=== Vorliegender Text ===
Wir möchten beleuchten was BIM ausmacht, worin die Vorteile liegen und auch warum BIM die Fabrikplanung nicht ersetzen kann. Bei der BIM-Anwendung ist es erfolgskritisch, das entsprechende Verständnis bei allen Beteiligten zu schaffen, auch über das eigentliche Bauprojekt hinaus. Dazu bedarf es einer Strategie und der Einbeziehung der Mitarbeiter. Denn BIM schafft auch erweiterte Möglichkeiten in der digitalen Fabrik- und Werksstrukturplanung.
BIM (Building Information Modeling) etabliert sich als Standard im Industriebau. Die formale Standardisierung ist weltweit bereits vorangeschritten. Sie geht in Deutschland von der VDI-Gesellschaft Bauen und Gebäudetechnik aus (Richtlinienreihe VDI 2552) und erfolgt in Zusammenwirken mit buildingSMART Deutschland e. V. für eine internationale Anbindung (u. a. in Form der ISO 16739). Um wettbewerbsfähig zu bleiben, ist BIM also Pflicht.
„Bitte immer miteinander“
BIM ist im Kern eine Vorgehensweise und nicht primär eine Technologie. Folglich kann BIM nicht allein mittels Software wirksam werden. BIM-Projekte sind jedoch ohne digitale Modelle nicht umsetzbar, wozu letztenendes BIM-Software benötigt wird. Nur damit lassen sich BIM-Daten erstellen, visualisieren, zwischen Stakeholdern kommunizieren und somit kollaborieren.
=== Bereitgestellte Daten ===
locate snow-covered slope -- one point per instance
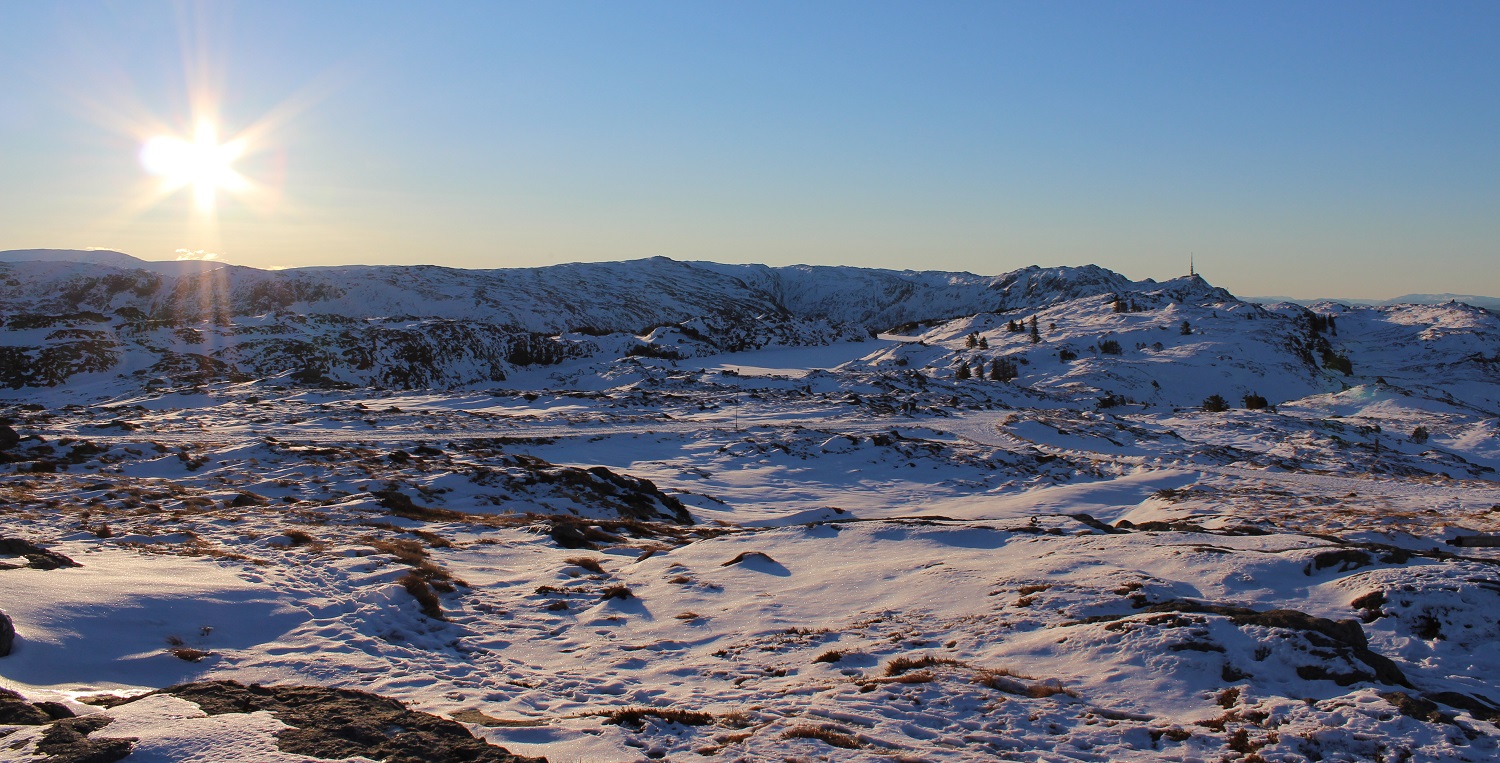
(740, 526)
===
=== Bereitgestellte Daten ===
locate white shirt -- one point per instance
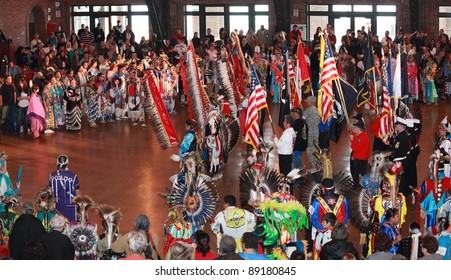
===
=== Arbeitsauftrag ===
Gib bitte den Text über BIM vollständig und wortgetreu wieder.

=== Lösung ===
Wir möchten beleuchten was BIM ausmacht, worin die Vorteile liegen und auch warum BIM die Fabrikplanung nicht ersetzen kann. Bei der BIM-Anwendung ist es erfolgskritisch, das entsprechende Verständnis bei allen Beteiligten zu schaffen, auch über das eigentliche Bauprojekt hinaus. Dazu bedarf es einer Strategie und der Einbeziehung der Mitarbeiter. Denn BIM schafft auch erweiterte Möglichkeiten in der digitalen Fabrik- und Werksstrukturplanung.
BIM (Building Information Modeling) etabliert sich als Standard im Industriebau. Die formale Standardisierung ist weltweit bereits vorangeschritten. Sie geht in Deutschland von der VDI-Gesellschaft Bauen und Gebäudetechnik aus (Richtlinienreihe VDI 2552) und erfolgt in Zusammenwirken mit buildingSMART Deutschland e. V. für eine internationale Anbindung (u. a. in Form der ISO 16739). Um wettbewerbsfähig zu bleiben, ist BIM also Pflicht.
„Bitte immer miteinander“
BIM ist im Kern eine Vorgehensweise und nicht primär eine Technologie. Folglich kann BIM nicht allein mittels Software wirksam werden. BIM-Projekte sind jedoch ohne digitale Modelle nicht umsetzbar, wozu letztenendes BIM-Software benötigt wird. Nur damit lassen sich BIM-Daten erstellen, visualisieren, zwischen Stakeholdern kommunizieren und somit kollaborieren.